Dataset rows on where objects appear
%%

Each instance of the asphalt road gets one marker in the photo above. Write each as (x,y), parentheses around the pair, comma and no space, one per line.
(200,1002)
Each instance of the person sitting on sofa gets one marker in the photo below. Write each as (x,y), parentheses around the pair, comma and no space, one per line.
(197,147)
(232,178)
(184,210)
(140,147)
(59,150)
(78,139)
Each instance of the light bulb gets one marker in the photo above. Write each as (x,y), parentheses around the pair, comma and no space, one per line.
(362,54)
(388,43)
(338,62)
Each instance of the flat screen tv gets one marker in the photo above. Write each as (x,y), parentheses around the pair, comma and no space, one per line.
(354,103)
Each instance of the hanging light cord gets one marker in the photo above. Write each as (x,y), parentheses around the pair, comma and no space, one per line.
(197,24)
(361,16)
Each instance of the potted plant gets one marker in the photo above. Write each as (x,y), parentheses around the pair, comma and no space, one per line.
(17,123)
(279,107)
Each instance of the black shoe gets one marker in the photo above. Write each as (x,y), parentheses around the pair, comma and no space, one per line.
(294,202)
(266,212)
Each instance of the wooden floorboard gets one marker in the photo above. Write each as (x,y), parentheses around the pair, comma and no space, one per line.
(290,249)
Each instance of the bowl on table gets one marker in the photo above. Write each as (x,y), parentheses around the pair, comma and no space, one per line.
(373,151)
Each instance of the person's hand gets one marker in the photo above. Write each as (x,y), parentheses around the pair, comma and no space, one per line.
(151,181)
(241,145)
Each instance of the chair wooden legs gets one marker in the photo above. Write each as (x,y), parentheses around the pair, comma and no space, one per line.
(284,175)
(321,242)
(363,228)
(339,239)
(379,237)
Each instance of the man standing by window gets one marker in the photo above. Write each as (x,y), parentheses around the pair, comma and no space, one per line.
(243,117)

%%

- Task objective -
Turn every line of the records above into a Markdown table with two columns, Row and Line. Number each row, and leave out any blank lines.

- Correct response -
| Row | Line |
|---|---|
| 1 | Each instance of the asphalt road gets one marker in the photo above. Write each as (x,y), parentheses around the pair, comma and no space, one per line. |
| 2 | (200,1002) |
| 3 | Each instance of the person sitting on sofa gets one marker in the photo below. Write each as (x,y), parentheses around the pair, comma and no space, one per line. |
| 4 | (197,147) |
| 5 | (232,178) |
| 6 | (184,210) |
| 7 | (140,147) |
| 8 | (59,150) |
| 9 | (78,139) |
| 10 | Each instance of the light bulb gets one marker in the photo above. Write each as (x,y), parentheses around the pair, comma and no space, one per line. |
| 11 | (362,54) |
| 12 | (388,43) |
| 13 | (338,62) |
| 14 | Each instance of the flat screen tv gets one marker in the photo above. Write each as (x,y), parentheses around the pair, comma and no space, one per line. |
| 15 | (354,103) |
| 16 | Each instance of the hanging light cord gets one marker in the photo above. Write each as (x,y), parentheses around the pair, comma and no space, one per line. |
| 17 | (197,24) |
| 18 | (361,16) |
| 19 | Each instance of the potted plant gets one marker in the photo above. Write each as (x,y), parentheses around the pair, comma and no space, one per line. |
| 20 | (17,123) |
| 21 | (279,107) |
| 22 | Each instance of the black shoe gets one marker in the photo above. Write each as (x,y), parentheses around the pair, comma and no space, one per line. |
| 23 | (294,202) |
| 24 | (266,212) |
| 25 | Each instance of the wooden floorboard gets one marker in the photo above. Write each as (x,y), parentheses around the pair, comma and no space, one per line. |
| 26 | (290,249) |
| 27 | Each instance of the bowl on table gets one marker in the photo above. Write each as (x,y), parentheses around the pair, comma and no space, one per line. |
| 28 | (373,151) |
| 29 | Each instance of the person's hand gets one marker in the photo above. Write each as (x,y), parentheses around the pair, comma and no space, one per line. |
| 30 | (151,181) |
| 31 | (241,145) |
| 32 | Each instance of the chair wooden legs gets one marker in the photo above. Write each as (x,y), parentheses around the pair, comma and no space, one per line. |
| 33 | (284,175) |
| 34 | (321,242) |
| 35 | (363,228) |
| 36 | (339,239) |
| 37 | (379,237) |
| 38 | Each instance of the man standing by window gets one marker in the photo above. Write each as (x,y), parentheses around the pair, comma and no space, one per line. |
| 39 | (243,117) |